* What the task requires
Each entry needs to be retyped exactly, with nothing added or dropped.

>>

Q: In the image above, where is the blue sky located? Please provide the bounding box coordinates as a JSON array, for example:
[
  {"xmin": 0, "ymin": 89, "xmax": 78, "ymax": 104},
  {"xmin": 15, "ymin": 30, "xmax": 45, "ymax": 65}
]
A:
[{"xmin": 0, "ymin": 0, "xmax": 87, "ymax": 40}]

<<

* Answer to this exercise
Q: In the image above, where is the blue sky located? Please provide the bounding box coordinates as a JSON array, for example:
[
  {"xmin": 0, "ymin": 89, "xmax": 78, "ymax": 104},
  {"xmin": 15, "ymin": 30, "xmax": 45, "ymax": 65}
]
A:
[{"xmin": 0, "ymin": 0, "xmax": 87, "ymax": 40}]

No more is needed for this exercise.